Assignment => Starting at the beginning of the entries and continuing through the line that contains "box: [0, 121, 31, 400]", lay out those lines as a numbered list, with both ends included and blank lines omitted.

Study material below:

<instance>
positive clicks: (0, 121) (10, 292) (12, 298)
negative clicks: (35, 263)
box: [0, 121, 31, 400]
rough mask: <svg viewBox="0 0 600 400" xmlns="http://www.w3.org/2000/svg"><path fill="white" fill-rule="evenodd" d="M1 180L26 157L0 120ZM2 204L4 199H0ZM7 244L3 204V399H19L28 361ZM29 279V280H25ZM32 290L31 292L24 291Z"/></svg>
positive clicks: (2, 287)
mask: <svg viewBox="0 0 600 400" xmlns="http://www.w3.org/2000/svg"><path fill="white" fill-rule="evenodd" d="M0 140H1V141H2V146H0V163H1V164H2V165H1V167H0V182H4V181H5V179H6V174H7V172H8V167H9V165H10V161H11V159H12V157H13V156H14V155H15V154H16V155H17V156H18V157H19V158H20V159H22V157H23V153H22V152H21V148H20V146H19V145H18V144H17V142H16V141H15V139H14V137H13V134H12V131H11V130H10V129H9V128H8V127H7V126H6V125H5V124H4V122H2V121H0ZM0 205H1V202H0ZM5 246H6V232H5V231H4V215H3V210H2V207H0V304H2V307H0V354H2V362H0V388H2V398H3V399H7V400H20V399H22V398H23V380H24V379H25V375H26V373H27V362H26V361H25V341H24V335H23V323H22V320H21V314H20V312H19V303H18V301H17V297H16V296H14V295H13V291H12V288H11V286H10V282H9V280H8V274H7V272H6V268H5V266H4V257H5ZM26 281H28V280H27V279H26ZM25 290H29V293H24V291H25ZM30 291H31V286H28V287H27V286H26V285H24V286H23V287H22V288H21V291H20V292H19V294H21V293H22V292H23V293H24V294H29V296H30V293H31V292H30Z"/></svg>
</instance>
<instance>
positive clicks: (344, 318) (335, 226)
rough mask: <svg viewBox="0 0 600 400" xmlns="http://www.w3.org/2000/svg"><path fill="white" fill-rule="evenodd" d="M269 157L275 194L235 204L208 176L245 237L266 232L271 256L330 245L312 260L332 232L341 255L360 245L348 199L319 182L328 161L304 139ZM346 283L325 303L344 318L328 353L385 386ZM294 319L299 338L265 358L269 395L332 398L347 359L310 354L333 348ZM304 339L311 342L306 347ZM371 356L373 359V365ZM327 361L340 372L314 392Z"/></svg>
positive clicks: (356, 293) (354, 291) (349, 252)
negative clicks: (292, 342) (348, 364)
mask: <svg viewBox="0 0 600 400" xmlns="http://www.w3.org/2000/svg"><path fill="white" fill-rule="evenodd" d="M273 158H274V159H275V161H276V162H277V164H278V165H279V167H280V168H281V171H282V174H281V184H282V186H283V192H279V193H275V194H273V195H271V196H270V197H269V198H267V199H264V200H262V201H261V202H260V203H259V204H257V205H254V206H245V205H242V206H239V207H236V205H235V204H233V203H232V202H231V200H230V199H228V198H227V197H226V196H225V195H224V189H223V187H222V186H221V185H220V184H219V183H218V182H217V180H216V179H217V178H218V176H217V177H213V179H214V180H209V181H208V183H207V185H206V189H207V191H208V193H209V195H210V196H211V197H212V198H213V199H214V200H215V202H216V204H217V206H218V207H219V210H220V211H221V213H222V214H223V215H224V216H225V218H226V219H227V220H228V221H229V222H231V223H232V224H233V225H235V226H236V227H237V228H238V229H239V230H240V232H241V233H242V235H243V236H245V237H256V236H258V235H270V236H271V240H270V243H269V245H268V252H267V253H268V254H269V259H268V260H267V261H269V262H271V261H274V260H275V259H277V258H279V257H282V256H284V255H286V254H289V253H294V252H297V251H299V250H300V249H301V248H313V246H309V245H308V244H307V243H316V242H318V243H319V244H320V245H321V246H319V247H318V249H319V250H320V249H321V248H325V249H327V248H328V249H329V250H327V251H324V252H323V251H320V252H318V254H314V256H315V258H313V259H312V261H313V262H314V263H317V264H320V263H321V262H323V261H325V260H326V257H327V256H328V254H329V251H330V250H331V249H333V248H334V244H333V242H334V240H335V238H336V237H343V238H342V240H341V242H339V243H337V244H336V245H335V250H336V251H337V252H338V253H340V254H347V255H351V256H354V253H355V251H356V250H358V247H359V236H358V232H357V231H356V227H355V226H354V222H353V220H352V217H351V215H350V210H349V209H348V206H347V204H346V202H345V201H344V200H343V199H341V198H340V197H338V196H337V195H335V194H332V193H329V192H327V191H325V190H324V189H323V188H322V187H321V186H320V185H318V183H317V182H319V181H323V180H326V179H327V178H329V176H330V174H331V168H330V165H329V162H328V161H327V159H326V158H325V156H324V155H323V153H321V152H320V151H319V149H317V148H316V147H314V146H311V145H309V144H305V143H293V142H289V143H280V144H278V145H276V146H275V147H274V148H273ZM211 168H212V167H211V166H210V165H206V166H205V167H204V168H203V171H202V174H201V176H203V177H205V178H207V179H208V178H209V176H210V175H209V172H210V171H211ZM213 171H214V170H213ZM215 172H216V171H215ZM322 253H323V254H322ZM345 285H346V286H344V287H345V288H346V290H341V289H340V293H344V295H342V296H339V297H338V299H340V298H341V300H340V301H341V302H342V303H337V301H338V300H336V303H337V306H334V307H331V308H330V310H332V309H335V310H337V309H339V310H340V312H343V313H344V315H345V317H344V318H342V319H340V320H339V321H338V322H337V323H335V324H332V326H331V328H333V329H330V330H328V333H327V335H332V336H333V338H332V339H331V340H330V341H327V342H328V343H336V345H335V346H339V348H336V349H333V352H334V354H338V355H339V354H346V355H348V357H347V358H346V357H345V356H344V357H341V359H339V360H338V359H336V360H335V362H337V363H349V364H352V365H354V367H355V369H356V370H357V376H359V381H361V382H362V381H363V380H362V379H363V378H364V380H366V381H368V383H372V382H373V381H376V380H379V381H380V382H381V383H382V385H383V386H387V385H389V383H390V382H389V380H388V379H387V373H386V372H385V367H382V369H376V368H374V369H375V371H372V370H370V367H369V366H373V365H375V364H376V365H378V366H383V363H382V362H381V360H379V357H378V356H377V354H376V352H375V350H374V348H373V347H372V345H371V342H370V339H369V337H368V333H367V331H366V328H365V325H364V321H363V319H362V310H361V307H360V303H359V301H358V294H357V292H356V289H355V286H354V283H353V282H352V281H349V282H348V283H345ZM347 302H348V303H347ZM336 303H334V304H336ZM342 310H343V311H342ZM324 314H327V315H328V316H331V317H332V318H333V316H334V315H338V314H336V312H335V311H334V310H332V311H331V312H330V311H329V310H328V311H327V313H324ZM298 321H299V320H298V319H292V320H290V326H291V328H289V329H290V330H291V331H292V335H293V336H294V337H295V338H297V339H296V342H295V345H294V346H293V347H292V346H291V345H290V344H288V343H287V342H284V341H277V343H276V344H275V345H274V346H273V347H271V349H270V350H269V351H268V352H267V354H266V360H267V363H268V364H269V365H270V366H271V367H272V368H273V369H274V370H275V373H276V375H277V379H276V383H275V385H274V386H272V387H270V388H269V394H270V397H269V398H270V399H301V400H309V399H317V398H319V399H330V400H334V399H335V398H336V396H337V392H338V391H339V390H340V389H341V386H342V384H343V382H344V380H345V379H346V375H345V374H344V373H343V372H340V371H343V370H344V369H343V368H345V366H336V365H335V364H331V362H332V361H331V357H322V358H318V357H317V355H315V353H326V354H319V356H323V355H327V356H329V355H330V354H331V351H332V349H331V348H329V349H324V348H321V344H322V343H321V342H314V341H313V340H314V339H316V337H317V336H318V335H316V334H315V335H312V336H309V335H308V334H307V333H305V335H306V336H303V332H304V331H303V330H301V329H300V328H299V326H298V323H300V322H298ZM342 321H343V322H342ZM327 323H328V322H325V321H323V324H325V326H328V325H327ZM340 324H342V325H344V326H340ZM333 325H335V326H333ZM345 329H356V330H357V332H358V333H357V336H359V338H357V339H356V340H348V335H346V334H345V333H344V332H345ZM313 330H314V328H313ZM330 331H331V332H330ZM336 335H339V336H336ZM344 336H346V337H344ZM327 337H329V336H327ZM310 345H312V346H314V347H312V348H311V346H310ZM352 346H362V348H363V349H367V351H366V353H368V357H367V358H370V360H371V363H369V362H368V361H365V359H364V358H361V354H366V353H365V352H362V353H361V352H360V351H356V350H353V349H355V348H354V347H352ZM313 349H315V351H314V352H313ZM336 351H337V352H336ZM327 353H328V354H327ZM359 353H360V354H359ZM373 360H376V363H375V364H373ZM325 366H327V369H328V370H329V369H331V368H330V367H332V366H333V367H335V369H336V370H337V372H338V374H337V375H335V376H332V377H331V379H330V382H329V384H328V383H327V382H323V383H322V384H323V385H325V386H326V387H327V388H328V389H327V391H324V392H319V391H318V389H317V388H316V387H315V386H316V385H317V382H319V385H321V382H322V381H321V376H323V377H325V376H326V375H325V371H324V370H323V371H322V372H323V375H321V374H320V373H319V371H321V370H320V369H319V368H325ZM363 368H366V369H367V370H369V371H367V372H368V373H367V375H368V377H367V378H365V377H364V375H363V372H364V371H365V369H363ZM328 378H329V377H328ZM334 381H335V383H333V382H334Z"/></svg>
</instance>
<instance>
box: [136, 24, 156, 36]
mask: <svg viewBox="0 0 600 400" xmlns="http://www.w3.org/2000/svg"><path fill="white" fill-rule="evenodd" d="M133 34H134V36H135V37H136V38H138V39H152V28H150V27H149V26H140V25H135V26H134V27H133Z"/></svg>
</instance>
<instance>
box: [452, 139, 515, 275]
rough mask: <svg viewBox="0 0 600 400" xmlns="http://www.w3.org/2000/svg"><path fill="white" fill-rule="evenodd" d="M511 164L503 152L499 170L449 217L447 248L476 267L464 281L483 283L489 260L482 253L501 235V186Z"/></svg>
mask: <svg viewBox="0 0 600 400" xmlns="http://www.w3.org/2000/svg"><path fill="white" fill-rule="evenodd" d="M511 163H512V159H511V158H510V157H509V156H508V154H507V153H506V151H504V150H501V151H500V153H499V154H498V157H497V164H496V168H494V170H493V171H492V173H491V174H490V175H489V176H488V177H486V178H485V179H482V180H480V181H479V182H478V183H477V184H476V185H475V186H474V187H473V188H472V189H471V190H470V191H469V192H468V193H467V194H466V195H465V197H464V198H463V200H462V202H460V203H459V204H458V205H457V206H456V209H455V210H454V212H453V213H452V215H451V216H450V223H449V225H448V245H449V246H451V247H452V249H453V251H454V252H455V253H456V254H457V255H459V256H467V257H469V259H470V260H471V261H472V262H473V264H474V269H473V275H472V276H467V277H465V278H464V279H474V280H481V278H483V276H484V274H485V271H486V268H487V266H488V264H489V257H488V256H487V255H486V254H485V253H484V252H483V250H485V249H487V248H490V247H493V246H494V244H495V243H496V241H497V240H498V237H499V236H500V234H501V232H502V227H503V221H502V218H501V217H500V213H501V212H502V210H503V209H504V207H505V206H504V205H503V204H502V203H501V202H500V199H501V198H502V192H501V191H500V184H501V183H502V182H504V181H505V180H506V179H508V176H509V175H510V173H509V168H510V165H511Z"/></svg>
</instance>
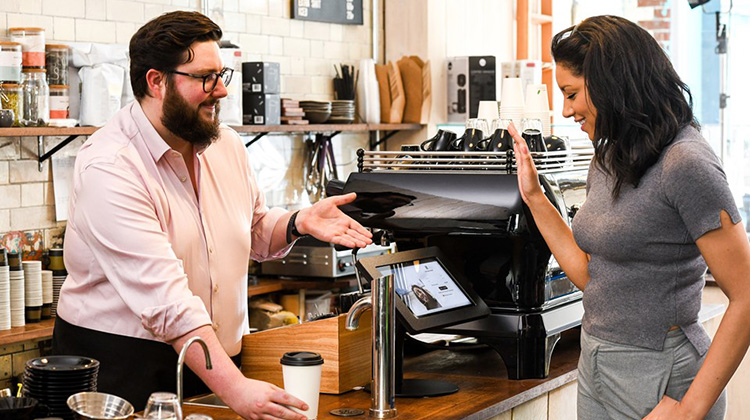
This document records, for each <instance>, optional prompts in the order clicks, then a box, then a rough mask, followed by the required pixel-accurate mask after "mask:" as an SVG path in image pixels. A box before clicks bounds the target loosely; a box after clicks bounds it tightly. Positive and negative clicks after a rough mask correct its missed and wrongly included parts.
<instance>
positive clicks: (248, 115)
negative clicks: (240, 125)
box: [242, 92, 281, 125]
mask: <svg viewBox="0 0 750 420" xmlns="http://www.w3.org/2000/svg"><path fill="white" fill-rule="evenodd" d="M242 124H245V125H278V124H281V96H280V95H278V94H273V95H265V94H255V93H247V92H243V93H242Z"/></svg>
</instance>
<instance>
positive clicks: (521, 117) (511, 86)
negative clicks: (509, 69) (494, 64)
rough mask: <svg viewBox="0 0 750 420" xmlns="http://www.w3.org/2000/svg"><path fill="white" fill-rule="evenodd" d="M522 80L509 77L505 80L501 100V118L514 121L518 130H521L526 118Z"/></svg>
mask: <svg viewBox="0 0 750 420" xmlns="http://www.w3.org/2000/svg"><path fill="white" fill-rule="evenodd" d="M521 86H522V85H521V79H519V78H518V77H508V78H505V79H503V89H502V92H501V99H500V118H502V119H504V120H512V121H513V125H515V126H516V128H517V129H519V130H520V129H521V123H522V121H523V118H524V101H523V88H522V87H521Z"/></svg>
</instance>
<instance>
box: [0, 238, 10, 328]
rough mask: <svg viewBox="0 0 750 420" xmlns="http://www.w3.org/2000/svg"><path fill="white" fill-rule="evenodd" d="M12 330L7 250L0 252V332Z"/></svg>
mask: <svg viewBox="0 0 750 420" xmlns="http://www.w3.org/2000/svg"><path fill="white" fill-rule="evenodd" d="M9 329H10V267H8V260H7V255H6V254H5V250H4V249H2V250H0V330H9Z"/></svg>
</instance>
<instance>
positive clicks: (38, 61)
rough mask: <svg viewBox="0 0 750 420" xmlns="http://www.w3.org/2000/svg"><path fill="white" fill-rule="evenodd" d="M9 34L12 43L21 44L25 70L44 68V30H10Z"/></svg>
mask: <svg viewBox="0 0 750 420" xmlns="http://www.w3.org/2000/svg"><path fill="white" fill-rule="evenodd" d="M8 34H10V40H11V41H13V42H19V43H21V45H22V49H23V58H22V62H23V66H24V67H25V68H35V69H43V68H44V29H42V28H8Z"/></svg>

End of Study material.

Result of this task =>
1. <instance>
2. positive clicks: (0, 121) (10, 292) (12, 298)
3. negative clicks: (35, 263)
4. box: [0, 121, 31, 400]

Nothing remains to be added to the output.